Task requirements >> Extract, word for word, the part of the passage on sanitation and hygiene in schools that opens with the words containing "The newly launched" and closes with "sanitation, and hygiene.".

##### Selected passage

The newly launched Sustainable Development Goals (SDGs) for the first time include a target to achieve access to adequate and equitable sanitation and hygiene for all, with specific attention on the needs of women and girls. With this newly found international attention, the time has arrived to address WaSH challenges in schools. Evidence shows that investing in safe and improved WaSH facilities improves girls’ health and enhances knowledge, which in turn empowers girls to reach their full potential and become agents of change within their communities. The following solutions suggest concrete ways in which governments, donors, nongovernment organizations (NGOs), civil society organizations, and community members and leaders can come together to ensure that by 2030, girls around the globe have access to adequate and equitable water, sanitation, and hygiene.

WaSH in Schools: Proposed Solutions

Per_Moreland_Figure1
Since Build Africa began working with The Kalampete Primary School in Kibuku District, Uganda, the improved access to sanitation facilities, hygiene education, and the ability to harvest water during rainy seasons has greatly increased attendance and performance.

1. Access to safe water in schools. Extreme poverty often prevents families from sending all of their children to school, and when a choice needs to be made to send only a few, it is the boys who attend most often. This ensures that girls are able to help with household chores and bear the burden of collecting water for household-related needs.6 When girls do attend school, these same cultural norms mean that girls are the ones to miss class to fetch water for school-related needs, often miles away from the school, and from sources located in unsafe areas. When water is available at schools, this burden is reduced and the school becomes a safe place for parents to send all of their children. Specifically, these issues of inequality can be addressed by the following:

  • Installing a safe, gender-friendly water supply facility inside the school compound, such as a borehole with a hand pump, rain water catchment system, or a piped water system (appropriate for urban or peri-urban schools) in line with national guidelines;
  • Setting aside government funds for operation and maintenance of facilities, including establishing water quality monitoring as part of the operation and maintenance of facilities;
  • Training staff on upkeep of facilities and linking schools to local service providers for repairs; and,
  • Ensuring water is placed in key areas for use by girls and boys, including in classrooms, at hand washing stations, and in latrine or toilet blocks.

##########
##### Records

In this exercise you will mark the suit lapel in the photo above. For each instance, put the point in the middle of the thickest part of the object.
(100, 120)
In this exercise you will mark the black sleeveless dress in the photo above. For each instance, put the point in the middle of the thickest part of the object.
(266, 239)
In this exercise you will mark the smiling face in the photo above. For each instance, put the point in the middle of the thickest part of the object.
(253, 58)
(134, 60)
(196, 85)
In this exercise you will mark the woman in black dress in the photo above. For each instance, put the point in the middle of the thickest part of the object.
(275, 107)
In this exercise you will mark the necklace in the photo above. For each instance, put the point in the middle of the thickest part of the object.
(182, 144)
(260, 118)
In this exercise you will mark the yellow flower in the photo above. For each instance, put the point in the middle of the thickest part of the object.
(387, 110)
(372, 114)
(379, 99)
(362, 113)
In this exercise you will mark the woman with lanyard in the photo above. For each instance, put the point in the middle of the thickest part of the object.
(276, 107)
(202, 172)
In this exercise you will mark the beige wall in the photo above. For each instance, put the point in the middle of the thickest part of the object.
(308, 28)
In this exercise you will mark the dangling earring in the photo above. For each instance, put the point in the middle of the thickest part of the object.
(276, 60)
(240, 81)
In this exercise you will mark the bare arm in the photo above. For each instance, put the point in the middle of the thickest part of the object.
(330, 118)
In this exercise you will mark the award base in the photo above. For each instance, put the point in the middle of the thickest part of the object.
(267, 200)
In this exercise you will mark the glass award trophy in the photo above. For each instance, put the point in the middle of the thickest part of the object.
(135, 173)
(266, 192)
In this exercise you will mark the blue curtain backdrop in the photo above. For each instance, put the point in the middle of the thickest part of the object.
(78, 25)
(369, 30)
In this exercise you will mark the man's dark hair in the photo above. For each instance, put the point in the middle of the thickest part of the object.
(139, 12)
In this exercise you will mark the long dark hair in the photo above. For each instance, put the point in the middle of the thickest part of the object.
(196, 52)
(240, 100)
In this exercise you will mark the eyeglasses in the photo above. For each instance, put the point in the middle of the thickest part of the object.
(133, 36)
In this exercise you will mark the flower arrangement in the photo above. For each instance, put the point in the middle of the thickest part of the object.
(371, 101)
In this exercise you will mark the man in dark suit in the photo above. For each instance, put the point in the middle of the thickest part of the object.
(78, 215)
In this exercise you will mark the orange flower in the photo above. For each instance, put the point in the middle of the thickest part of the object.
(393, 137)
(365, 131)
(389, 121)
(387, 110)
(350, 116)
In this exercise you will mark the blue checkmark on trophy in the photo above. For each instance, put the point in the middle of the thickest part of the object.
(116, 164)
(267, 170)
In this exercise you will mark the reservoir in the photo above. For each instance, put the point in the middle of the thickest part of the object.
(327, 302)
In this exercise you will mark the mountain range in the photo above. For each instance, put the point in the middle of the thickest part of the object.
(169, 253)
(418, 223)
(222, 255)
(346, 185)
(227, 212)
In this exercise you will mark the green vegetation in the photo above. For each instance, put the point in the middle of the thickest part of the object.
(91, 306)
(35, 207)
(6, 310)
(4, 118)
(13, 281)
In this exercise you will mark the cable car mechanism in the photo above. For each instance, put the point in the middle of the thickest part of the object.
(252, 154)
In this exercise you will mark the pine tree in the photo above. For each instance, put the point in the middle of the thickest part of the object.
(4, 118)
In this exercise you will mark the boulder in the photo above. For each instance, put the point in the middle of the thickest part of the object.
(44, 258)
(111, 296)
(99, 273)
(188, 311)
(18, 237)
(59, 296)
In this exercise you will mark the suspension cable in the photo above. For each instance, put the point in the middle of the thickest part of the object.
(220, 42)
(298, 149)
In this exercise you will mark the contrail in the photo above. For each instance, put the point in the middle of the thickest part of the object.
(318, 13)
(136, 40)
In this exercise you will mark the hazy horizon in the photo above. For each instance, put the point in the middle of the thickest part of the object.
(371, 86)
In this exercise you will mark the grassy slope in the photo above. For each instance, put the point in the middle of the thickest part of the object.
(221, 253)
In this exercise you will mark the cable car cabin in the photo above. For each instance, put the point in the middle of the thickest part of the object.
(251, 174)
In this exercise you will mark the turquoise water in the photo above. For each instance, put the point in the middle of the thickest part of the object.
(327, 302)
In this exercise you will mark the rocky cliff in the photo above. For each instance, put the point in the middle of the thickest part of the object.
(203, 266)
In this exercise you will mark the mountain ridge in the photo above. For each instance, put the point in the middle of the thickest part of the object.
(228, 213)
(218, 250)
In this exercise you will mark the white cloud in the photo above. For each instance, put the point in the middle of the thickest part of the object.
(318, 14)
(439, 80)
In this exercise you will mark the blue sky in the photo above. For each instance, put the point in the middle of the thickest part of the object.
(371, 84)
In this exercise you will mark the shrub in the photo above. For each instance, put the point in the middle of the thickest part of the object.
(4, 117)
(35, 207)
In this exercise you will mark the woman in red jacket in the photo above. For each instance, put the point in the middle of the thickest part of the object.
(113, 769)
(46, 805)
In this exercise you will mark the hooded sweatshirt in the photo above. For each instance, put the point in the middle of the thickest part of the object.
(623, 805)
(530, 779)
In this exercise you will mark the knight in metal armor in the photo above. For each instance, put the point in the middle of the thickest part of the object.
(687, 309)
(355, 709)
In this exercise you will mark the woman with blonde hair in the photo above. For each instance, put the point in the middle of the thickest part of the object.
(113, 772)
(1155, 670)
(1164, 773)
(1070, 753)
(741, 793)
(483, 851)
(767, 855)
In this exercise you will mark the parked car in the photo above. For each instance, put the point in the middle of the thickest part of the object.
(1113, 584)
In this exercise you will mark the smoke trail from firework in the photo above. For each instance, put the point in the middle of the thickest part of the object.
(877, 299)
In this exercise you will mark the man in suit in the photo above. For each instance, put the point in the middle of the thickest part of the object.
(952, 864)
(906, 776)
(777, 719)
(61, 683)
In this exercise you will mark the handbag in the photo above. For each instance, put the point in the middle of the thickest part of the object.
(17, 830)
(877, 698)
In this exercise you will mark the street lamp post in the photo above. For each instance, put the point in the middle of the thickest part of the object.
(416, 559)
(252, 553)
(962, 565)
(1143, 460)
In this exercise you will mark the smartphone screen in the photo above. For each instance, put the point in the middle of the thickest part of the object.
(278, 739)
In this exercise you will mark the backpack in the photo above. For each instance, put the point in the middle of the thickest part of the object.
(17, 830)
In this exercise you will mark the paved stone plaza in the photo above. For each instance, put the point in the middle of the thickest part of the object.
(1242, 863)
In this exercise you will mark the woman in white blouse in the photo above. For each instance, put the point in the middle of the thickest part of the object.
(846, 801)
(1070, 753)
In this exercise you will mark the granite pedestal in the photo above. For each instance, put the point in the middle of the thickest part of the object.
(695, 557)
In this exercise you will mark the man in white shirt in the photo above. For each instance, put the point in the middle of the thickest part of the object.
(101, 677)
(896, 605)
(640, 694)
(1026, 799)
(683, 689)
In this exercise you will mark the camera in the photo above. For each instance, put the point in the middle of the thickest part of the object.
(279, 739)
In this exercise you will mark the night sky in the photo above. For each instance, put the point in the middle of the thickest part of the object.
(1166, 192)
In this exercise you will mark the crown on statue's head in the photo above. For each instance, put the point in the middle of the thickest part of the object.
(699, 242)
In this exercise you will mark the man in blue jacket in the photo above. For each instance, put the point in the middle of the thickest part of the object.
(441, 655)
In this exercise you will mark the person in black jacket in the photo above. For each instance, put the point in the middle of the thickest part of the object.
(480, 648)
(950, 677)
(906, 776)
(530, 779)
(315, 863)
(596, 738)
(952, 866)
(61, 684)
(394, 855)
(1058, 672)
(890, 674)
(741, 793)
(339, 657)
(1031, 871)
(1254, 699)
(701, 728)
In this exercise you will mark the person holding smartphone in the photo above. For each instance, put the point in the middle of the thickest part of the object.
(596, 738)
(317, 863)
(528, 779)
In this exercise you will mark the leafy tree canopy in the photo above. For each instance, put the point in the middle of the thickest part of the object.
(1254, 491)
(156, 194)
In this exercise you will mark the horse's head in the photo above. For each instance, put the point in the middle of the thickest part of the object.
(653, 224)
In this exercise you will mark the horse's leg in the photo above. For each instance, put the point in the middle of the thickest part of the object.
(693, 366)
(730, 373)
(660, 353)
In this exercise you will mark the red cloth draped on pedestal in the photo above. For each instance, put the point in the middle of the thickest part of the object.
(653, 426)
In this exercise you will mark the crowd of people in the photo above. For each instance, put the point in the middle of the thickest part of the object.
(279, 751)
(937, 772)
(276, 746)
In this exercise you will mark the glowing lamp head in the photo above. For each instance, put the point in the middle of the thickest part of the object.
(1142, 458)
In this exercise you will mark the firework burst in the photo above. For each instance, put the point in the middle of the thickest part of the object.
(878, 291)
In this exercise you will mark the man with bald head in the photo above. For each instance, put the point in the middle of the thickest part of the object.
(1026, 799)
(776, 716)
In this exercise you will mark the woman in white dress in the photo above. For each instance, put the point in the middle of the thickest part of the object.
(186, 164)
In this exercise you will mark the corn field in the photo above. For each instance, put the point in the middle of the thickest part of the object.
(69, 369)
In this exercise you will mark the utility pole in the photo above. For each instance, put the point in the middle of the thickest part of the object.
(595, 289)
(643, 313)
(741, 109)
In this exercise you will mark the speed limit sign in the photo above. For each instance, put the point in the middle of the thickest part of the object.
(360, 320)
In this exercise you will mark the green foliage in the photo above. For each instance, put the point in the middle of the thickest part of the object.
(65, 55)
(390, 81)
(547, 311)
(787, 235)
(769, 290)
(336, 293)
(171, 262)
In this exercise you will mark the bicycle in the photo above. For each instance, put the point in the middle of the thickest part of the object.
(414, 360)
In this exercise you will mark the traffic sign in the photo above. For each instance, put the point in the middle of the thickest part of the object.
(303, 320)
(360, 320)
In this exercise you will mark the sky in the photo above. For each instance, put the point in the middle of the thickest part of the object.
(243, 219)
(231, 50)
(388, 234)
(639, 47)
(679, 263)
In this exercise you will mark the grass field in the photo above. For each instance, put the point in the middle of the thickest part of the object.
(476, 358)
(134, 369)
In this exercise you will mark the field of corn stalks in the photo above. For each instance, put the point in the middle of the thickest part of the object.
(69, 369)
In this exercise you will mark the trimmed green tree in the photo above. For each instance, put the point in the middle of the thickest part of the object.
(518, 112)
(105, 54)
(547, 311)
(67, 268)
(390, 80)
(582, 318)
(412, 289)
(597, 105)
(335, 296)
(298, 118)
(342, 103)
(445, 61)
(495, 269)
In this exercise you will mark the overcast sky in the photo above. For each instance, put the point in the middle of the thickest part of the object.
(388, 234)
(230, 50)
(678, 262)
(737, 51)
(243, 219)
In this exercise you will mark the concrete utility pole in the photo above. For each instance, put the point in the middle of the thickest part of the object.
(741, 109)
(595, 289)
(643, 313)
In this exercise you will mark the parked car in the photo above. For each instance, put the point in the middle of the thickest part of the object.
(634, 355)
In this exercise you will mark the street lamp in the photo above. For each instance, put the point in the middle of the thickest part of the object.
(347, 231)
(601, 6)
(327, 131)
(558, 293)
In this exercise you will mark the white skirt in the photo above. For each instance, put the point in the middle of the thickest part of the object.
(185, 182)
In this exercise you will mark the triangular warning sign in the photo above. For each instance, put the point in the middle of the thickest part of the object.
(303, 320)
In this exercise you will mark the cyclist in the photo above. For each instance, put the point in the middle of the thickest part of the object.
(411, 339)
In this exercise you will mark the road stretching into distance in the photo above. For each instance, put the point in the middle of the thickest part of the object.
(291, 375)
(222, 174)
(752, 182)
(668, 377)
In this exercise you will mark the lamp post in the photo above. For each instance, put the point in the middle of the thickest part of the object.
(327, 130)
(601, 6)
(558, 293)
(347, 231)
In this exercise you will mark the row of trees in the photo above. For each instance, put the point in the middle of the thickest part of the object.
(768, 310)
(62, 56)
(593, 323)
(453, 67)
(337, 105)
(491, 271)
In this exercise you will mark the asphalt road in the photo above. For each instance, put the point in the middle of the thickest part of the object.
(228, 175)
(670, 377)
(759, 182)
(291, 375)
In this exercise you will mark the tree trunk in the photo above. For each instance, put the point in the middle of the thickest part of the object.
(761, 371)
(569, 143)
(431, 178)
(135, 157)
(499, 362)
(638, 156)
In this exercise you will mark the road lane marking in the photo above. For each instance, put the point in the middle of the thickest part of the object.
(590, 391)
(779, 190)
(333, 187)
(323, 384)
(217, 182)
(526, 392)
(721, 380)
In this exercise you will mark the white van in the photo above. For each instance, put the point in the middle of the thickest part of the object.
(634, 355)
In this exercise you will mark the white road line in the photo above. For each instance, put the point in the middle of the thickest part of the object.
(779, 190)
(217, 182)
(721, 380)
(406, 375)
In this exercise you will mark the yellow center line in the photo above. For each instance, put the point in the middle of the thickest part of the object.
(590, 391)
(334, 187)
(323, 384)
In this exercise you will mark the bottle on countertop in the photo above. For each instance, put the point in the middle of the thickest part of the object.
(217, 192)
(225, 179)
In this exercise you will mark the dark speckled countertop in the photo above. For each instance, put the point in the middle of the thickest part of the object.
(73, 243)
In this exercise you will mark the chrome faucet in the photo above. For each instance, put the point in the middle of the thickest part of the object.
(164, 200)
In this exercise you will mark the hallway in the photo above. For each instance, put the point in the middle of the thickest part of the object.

##########

Exercise result >>
The newly launched Sustainable Development Goals (SDGs) for the first time include a target to achieve access to adequate and equitable sanitation and hygiene for all, with specific attention on the needs of women and girls. With this newly found international attention, the time has arrived to address WaSH challenges in schools. Evidence shows that investing in safe and improved WaSH facilities improves girls’ health and enhances knowledge, which in turn empowers girls to reach their full potential and become agents of change within their communities. The following solutions suggest concrete ways in which governments, donors, nongovernment organizations (NGOs), civil society organizations, and community members and leaders can come together to ensure that by 2030, girls around the globe have access to adequate and equitable water, sanitation, and hygiene.